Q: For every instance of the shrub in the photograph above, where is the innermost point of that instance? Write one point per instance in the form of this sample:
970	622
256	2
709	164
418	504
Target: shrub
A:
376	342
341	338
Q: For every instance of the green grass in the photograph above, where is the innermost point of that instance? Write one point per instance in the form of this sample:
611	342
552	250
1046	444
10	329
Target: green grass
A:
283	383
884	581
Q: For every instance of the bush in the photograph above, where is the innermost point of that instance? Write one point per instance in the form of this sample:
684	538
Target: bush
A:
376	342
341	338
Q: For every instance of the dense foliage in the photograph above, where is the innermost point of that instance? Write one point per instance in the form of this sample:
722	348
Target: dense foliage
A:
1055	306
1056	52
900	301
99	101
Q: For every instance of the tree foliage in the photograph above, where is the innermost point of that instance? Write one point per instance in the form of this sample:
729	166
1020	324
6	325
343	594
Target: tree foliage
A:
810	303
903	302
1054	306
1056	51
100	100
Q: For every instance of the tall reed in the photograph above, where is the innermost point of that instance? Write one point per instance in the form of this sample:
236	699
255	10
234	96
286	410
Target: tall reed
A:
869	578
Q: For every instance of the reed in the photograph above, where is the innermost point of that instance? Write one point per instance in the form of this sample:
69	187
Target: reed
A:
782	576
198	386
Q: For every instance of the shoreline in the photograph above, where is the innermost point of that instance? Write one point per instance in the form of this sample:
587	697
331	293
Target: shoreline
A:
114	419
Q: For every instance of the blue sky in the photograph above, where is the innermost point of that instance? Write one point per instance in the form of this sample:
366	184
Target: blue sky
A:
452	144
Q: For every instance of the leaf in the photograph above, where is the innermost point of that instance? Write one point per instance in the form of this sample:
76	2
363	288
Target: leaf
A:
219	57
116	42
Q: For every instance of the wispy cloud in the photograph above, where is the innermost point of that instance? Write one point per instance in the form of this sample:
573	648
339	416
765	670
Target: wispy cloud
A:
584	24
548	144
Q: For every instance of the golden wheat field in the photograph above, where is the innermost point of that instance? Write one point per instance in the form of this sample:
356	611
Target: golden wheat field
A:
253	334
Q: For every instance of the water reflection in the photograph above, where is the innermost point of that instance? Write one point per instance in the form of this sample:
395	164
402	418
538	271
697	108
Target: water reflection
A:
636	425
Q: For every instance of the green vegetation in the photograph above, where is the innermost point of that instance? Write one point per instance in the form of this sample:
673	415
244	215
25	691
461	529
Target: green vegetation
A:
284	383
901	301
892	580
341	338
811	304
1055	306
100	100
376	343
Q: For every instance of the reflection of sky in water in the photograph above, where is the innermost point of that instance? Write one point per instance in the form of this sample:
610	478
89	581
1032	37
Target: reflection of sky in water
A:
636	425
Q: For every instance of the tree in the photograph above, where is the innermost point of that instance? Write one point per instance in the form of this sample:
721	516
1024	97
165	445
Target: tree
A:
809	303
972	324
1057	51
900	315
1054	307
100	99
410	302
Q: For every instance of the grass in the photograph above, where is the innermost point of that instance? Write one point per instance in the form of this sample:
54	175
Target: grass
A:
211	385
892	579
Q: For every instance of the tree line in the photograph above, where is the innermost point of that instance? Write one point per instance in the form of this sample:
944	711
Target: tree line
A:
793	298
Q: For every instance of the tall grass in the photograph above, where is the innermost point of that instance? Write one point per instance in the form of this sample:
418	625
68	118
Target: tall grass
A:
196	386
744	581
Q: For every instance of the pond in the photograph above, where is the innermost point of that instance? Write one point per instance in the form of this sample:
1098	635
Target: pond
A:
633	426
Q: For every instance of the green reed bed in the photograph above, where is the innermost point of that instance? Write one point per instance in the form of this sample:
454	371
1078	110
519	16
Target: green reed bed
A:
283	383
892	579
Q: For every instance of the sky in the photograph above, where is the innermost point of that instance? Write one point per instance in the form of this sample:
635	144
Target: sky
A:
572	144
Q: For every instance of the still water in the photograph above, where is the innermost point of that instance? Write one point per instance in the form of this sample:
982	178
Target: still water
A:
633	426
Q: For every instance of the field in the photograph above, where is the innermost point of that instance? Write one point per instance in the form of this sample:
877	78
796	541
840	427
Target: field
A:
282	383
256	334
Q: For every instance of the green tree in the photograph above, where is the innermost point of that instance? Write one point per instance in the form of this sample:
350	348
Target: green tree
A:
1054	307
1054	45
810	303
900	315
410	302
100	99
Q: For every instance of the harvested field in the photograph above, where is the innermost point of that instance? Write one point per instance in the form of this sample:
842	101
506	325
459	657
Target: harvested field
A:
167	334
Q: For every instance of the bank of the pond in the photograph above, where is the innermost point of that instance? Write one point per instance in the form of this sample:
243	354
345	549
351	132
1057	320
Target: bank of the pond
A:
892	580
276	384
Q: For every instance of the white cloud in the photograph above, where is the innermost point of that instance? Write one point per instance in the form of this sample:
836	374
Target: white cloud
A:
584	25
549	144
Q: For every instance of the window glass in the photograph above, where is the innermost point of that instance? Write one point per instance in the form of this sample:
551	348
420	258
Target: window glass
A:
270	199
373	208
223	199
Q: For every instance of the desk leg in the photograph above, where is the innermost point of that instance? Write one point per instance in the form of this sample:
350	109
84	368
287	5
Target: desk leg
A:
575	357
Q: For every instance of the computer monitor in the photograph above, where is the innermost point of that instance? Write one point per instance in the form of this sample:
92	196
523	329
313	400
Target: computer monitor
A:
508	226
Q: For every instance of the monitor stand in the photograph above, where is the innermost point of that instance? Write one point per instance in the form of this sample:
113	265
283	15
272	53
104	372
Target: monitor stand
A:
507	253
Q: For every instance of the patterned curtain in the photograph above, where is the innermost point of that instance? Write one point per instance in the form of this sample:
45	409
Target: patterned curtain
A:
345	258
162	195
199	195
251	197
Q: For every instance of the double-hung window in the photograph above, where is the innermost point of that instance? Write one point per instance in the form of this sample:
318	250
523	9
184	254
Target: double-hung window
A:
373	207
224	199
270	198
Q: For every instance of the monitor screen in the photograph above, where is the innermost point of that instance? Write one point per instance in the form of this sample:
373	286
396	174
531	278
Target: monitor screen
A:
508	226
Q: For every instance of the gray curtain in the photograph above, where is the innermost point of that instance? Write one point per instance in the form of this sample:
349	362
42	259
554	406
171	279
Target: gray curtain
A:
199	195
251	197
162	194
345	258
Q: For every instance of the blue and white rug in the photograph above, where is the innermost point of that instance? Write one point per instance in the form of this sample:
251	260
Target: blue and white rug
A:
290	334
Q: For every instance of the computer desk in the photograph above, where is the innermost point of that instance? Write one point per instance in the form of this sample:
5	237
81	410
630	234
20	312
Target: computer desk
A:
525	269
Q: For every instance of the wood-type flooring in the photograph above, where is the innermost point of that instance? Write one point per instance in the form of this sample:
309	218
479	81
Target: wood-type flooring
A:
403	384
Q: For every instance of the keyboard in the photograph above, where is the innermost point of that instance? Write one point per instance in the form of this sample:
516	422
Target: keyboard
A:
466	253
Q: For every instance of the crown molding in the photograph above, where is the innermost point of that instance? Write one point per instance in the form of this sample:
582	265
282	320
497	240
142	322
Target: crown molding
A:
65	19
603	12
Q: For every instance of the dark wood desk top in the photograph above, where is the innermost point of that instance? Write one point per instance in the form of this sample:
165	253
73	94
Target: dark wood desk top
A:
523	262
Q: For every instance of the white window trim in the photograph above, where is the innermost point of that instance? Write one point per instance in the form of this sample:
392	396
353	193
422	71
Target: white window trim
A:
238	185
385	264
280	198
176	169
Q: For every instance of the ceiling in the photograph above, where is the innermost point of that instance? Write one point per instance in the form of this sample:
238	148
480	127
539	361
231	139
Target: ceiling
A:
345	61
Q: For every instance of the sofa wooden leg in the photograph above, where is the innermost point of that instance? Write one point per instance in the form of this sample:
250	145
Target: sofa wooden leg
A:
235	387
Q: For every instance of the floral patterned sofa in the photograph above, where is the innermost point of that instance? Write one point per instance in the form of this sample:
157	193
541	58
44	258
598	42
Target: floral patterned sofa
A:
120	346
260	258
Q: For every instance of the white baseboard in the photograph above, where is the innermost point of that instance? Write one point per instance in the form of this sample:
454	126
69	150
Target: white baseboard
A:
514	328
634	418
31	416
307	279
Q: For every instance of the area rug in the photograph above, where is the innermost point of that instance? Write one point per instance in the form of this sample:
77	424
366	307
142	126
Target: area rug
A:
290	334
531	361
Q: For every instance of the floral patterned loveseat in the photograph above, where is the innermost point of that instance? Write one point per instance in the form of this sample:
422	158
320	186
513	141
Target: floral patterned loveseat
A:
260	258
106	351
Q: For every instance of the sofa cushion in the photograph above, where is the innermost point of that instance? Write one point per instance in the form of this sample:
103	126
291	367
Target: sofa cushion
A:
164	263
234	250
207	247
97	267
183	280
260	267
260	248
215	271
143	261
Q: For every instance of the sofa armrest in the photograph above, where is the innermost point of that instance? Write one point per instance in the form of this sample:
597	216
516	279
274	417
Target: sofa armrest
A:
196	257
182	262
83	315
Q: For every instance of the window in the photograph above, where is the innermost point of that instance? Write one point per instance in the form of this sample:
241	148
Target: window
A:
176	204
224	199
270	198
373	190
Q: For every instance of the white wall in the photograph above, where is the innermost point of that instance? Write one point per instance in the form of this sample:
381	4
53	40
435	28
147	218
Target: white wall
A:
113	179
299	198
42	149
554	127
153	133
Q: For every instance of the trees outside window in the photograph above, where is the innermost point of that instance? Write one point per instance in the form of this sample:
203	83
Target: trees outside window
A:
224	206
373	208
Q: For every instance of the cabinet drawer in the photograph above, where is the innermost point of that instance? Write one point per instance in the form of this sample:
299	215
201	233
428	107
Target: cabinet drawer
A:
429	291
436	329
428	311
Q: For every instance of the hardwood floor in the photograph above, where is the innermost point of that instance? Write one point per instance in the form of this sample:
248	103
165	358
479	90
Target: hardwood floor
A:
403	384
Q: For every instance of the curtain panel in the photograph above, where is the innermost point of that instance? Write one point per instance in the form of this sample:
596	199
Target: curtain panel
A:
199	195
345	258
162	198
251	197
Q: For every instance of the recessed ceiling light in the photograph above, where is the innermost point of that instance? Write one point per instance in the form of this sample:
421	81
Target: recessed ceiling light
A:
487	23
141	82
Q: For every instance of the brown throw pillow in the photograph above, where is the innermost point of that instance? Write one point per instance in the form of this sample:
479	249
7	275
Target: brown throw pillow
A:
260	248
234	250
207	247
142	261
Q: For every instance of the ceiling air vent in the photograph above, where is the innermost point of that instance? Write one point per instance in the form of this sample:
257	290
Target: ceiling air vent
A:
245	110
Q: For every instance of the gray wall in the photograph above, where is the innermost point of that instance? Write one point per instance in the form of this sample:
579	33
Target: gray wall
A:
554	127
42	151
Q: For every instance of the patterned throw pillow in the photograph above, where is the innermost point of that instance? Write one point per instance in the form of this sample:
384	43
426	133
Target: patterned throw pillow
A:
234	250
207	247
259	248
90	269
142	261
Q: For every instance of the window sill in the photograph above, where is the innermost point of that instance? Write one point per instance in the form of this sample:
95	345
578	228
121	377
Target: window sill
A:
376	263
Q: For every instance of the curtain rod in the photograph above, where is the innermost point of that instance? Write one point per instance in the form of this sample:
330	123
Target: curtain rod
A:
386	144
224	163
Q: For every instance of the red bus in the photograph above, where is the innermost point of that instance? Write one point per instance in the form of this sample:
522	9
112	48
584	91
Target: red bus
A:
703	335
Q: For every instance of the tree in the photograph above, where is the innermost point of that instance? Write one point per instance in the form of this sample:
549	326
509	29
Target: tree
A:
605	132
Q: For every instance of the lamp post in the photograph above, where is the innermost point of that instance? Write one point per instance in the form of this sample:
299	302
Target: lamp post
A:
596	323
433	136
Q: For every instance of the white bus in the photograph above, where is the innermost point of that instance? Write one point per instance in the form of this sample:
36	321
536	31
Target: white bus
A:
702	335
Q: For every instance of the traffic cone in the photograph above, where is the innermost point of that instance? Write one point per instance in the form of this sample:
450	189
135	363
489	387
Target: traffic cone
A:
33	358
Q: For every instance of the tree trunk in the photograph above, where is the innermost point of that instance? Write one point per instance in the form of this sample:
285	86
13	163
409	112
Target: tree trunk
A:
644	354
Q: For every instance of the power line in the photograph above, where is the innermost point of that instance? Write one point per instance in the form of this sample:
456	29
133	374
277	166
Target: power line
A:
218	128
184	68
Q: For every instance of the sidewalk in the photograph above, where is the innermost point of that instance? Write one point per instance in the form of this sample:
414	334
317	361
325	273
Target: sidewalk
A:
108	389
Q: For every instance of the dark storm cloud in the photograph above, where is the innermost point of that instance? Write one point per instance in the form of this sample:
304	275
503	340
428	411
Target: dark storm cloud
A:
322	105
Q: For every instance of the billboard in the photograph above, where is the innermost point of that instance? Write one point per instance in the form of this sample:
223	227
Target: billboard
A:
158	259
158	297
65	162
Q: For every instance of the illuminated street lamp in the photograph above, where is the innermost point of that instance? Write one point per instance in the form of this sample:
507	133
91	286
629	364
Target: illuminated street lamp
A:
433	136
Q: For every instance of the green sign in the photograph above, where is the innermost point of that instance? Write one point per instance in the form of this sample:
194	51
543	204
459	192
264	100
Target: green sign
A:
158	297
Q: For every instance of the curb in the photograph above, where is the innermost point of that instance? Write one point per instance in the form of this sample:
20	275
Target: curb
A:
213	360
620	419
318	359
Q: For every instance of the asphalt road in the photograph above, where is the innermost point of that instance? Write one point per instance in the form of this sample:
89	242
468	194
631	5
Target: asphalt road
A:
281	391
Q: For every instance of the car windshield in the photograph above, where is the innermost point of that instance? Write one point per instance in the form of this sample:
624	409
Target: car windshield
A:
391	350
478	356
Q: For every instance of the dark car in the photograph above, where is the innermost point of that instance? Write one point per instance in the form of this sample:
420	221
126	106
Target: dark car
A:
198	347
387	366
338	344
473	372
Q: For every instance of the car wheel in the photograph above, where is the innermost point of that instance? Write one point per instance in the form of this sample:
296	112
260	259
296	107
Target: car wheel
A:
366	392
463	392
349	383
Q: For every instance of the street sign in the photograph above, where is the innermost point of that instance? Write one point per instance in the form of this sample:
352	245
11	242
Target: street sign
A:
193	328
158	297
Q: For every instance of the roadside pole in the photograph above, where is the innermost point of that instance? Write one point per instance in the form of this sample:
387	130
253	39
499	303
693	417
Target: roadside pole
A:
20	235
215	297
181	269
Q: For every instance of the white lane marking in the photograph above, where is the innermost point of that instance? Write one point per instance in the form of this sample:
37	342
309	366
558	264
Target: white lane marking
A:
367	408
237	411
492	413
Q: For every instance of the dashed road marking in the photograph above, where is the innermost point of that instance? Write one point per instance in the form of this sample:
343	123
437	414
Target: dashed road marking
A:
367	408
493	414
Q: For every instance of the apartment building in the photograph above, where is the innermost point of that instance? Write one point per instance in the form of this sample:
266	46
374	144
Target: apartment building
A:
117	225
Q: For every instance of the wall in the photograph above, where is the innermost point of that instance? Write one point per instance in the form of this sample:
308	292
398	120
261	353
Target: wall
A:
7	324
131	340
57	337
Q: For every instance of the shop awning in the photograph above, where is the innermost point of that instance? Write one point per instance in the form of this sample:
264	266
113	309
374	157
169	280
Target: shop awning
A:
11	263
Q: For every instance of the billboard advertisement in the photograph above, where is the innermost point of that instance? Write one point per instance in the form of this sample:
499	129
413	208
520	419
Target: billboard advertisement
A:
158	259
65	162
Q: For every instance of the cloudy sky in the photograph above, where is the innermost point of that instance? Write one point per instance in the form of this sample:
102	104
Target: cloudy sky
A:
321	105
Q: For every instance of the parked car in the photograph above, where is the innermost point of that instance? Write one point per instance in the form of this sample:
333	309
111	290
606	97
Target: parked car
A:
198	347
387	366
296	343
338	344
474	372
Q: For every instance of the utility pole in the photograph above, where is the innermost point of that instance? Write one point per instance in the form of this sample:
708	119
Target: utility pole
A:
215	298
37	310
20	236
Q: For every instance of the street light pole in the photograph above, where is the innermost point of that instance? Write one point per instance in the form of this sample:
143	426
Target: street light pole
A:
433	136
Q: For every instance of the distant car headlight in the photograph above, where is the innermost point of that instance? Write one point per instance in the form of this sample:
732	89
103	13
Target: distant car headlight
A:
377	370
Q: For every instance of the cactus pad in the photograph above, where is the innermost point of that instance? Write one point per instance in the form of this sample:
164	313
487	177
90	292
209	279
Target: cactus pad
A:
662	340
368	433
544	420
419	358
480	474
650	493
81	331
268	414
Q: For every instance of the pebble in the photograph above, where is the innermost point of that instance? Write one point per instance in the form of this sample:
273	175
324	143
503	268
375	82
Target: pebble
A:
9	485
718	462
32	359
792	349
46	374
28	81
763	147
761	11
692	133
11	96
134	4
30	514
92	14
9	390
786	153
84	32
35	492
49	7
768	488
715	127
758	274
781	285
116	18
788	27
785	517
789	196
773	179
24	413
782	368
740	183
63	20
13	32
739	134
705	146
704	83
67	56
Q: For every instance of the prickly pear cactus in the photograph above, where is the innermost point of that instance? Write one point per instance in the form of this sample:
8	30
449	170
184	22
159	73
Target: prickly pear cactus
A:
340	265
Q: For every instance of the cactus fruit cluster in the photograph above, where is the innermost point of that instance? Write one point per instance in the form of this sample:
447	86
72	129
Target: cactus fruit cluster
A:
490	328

SET TASK:
Quote, without any change, each line from the one that contains "Q: For every instance of the utility" through the end of the material.

OUTPUT OF THE TASK:
Q: For every instance of the utility pole in the photograph above, where is the innermost point of that instance? Write one point per instance in the form of this sample:
708	119
Target: utility pole
A:
215	298
37	310
20	236
Q: For every instance of the street light pole in the photograph above, where is the innermost point of that instance? Write one point per instance in the form of this sample:
143	426
Target: street light pole
A:
433	136
Q: For every instance of the distant car headlight in the photograph above, where is the innermost point of that instance? Write one point per instance in the form of this sample:
732	89
103	13
Target: distant car headlight
A:
377	370
Q: For every instance of the cactus pad in the photograph above, where is the innermost point of that instance? Write one point per instance in the form of this sample:
164	313
487	177
90	292
209	279
Target: cactus pad
A:
662	340
368	433
544	420
419	358
480	474
650	493
81	331
268	414
Q: For every instance of the pebble in the photograph above, where is the innermost point of that instance? Write one point per instance in the form of this sample:
273	175
324	143
503	268
375	82
Target: pebble
A:
9	485
718	462
32	359
792	349
46	374
28	81
763	147
761	11
692	133
11	96
134	4
30	514
92	14
9	390
786	153
84	32
35	492
49	7
768	488
715	127
758	274
781	285
116	18
788	27
785	517
789	196
773	179
24	413
782	368
740	183
63	20
13	32
739	134
705	146
704	83
67	56
Q: For every instance of the prickly pear cactus in the photograph above, where is the innermost point of that instance? Write one point per instance in the form of this sample:
8	30
449	170
184	22
159	73
Target: prickly pear cactus
A:
340	265
Q: For every instance of the cactus fruit cluster in the photograph above, where is the innermost point of that instance? Write one point per instance in the form of this sample:
447	86
72	129
Target: cactus fruit cluster
A:
490	328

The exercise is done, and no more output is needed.